-- Begin Input for this task --

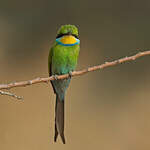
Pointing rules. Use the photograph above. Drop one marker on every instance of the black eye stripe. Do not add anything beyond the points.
(61, 35)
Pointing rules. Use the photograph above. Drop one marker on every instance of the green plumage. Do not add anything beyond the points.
(62, 60)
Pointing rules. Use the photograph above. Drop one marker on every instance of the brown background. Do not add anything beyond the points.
(106, 109)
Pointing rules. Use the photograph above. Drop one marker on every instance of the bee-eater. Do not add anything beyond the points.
(62, 59)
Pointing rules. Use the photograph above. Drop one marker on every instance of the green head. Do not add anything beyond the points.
(67, 30)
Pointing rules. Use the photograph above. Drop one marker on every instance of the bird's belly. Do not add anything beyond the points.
(63, 66)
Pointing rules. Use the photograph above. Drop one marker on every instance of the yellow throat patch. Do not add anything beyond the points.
(68, 39)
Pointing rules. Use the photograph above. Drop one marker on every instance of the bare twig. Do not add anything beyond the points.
(10, 94)
(75, 73)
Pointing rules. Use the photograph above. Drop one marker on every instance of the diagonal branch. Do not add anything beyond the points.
(10, 94)
(75, 73)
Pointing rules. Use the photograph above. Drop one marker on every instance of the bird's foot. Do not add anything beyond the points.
(70, 74)
(55, 77)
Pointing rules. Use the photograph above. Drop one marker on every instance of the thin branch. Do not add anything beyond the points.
(10, 94)
(75, 73)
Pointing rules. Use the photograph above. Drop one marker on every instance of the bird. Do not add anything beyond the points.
(62, 59)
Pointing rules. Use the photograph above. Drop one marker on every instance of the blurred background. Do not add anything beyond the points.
(107, 109)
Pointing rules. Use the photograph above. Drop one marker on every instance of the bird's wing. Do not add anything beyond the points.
(50, 65)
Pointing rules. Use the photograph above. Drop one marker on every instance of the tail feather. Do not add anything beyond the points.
(59, 119)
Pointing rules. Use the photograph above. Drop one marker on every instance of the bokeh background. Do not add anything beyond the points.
(107, 109)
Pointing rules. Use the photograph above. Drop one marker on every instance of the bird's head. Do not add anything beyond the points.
(68, 35)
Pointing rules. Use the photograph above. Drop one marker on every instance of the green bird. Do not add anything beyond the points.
(62, 59)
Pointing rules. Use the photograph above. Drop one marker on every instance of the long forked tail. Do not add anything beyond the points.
(59, 119)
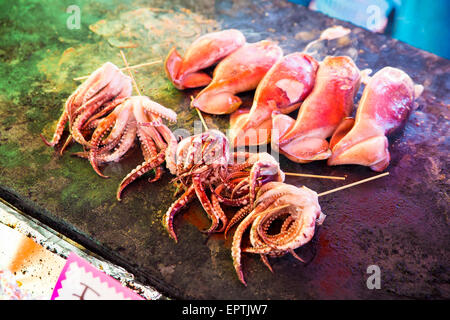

-- End Input for this task --

Starting with the line containing "tail. Do not add anything beyond the points." and going on through the end of the items, reproduce every line, requests included, with each coordinate in the answers increased by 30. Leave the pictures out of your reply.

Pointing rules. Use the photograph above. Drop one marker on every instance of the long forked tail. Do not add anything beyond the points.
(89, 149)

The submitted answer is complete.